[Dataset excerpt]
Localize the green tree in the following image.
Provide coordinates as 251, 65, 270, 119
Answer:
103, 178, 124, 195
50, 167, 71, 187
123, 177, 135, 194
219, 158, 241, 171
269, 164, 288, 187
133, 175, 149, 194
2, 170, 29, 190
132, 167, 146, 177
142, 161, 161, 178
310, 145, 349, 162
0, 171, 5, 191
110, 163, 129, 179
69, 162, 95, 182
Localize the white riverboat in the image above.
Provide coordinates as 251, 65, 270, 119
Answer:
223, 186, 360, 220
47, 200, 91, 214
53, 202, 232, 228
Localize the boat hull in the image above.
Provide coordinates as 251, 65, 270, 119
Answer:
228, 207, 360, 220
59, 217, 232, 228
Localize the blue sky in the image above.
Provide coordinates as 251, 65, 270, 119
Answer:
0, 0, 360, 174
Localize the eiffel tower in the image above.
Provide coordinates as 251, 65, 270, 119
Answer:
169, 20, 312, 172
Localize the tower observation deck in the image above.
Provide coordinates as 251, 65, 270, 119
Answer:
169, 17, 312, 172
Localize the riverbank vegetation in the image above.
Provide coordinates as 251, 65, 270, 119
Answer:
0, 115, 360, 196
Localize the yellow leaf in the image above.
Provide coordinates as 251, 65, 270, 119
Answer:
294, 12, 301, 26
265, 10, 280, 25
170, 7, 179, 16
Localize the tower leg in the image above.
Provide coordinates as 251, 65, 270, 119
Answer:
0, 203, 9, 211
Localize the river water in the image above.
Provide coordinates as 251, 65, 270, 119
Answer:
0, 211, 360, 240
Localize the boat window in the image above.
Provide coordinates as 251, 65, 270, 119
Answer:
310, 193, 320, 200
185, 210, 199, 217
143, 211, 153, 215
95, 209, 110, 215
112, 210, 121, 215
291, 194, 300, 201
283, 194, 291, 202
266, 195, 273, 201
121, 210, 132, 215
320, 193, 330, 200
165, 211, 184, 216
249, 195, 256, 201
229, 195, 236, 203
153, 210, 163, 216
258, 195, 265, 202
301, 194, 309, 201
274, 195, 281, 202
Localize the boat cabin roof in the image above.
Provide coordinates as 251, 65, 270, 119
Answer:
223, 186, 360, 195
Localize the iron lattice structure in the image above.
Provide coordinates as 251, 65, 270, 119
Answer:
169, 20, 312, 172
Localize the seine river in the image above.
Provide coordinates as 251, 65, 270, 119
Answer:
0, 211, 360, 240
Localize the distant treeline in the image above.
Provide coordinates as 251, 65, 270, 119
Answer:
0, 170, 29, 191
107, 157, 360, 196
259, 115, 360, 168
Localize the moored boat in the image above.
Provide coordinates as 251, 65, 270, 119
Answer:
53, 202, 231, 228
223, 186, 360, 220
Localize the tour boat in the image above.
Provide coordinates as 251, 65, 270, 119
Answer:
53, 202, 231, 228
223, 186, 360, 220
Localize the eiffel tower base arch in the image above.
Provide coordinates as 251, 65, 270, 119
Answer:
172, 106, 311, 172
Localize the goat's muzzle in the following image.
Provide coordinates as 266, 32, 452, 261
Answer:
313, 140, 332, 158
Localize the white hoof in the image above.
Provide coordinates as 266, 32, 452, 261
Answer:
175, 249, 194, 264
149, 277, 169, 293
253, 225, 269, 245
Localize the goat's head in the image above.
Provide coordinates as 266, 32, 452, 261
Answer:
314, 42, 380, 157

> _WRITTEN TASK_
Rewrite all the items above with "Localize" changed to "Locate" and everything else left as it is.

> _RESPONSE BELOW_
Locate the green tree in the following image.
Provide coordinates as 251, 65, 270, 119
Answer:
103, 178, 124, 195
50, 167, 71, 187
123, 177, 135, 194
219, 158, 241, 171
269, 164, 288, 187
133, 175, 149, 194
2, 170, 29, 190
132, 167, 146, 177
142, 161, 161, 178
310, 145, 349, 162
0, 171, 5, 191
110, 163, 129, 179
69, 162, 95, 182
Locate the white riverboat in the image above.
Provide coordinates as 251, 65, 270, 119
Answer:
223, 186, 360, 220
47, 200, 91, 214
53, 202, 232, 228
Locate the boat hull in the image above.
Provide coordinates as 251, 65, 270, 119
Answer:
228, 207, 360, 220
59, 217, 232, 228
Locate the blue sky in the image above.
Provide coordinates as 251, 65, 270, 119
Answer:
0, 0, 360, 174
Locate the eiffel tower in the image above.
Provide coordinates as 251, 65, 270, 119
Answer:
169, 20, 312, 172
Locate the tower observation deck in the image above.
Provide coordinates as 251, 65, 270, 119
Answer:
169, 17, 312, 172
Locate the riverbank vegetation in the image above.
Provide coordinates as 251, 65, 270, 119
Answer:
0, 115, 360, 196
Locate the yellow leaf in the image above.
Provide coordinates as 251, 65, 270, 119
Answer:
294, 12, 301, 26
265, 10, 280, 25
170, 7, 179, 16
Locate the tower leg in the image above.
Provide coordinates as 251, 65, 270, 119
Answer:
0, 203, 9, 211
Locate the river water in the image above.
Provide coordinates as 251, 65, 270, 119
Answer:
0, 211, 360, 240
Locate the boat window in the image above.
Provide coordinates as 251, 65, 270, 119
Answer:
310, 193, 320, 200
185, 210, 199, 217
143, 211, 153, 215
95, 209, 110, 215
112, 210, 121, 215
291, 194, 300, 201
283, 194, 291, 202
266, 195, 273, 201
121, 210, 132, 215
320, 193, 330, 200
165, 211, 184, 216
249, 195, 256, 201
229, 195, 236, 203
153, 210, 163, 216
258, 195, 265, 202
301, 194, 309, 201
274, 195, 281, 202
Locate the boat cabin roof in the image above.
Provide coordinates as 251, 65, 270, 119
Answer:
223, 186, 360, 195
Locate the iron lattice structure in the image above.
Provide coordinates as 251, 65, 270, 119
Answer:
169, 20, 312, 172
Locate the seine river in the image above.
Provide coordinates as 251, 65, 270, 119
Answer:
0, 211, 360, 240
Locate the distant treeline in the image above.
Provide coordinates as 251, 65, 270, 119
Answer:
0, 170, 29, 191
107, 157, 360, 196
259, 115, 360, 168
Locate the moored boat in the image above.
Provide coordinates as 251, 65, 270, 119
Answer:
53, 202, 231, 228
223, 186, 360, 220
Locate the tour boat in the image above.
Provide coordinates as 251, 65, 270, 119
Answer:
53, 202, 231, 228
223, 186, 360, 220
Locate the eiffel tower base arch in the image above.
Provide coordinates as 251, 65, 270, 119
Answer:
172, 106, 311, 172
Locate the goat's muzzle in the following image.
Provide coordinates as 266, 32, 452, 261
Answer:
313, 140, 332, 158
Locate the white hoof in the image above.
Provide coordinates as 266, 32, 452, 261
Answer:
175, 249, 194, 264
149, 277, 169, 293
253, 225, 269, 245
Locate the goat's head in the image above.
Provide coordinates as 266, 32, 452, 261
Answer:
314, 42, 380, 157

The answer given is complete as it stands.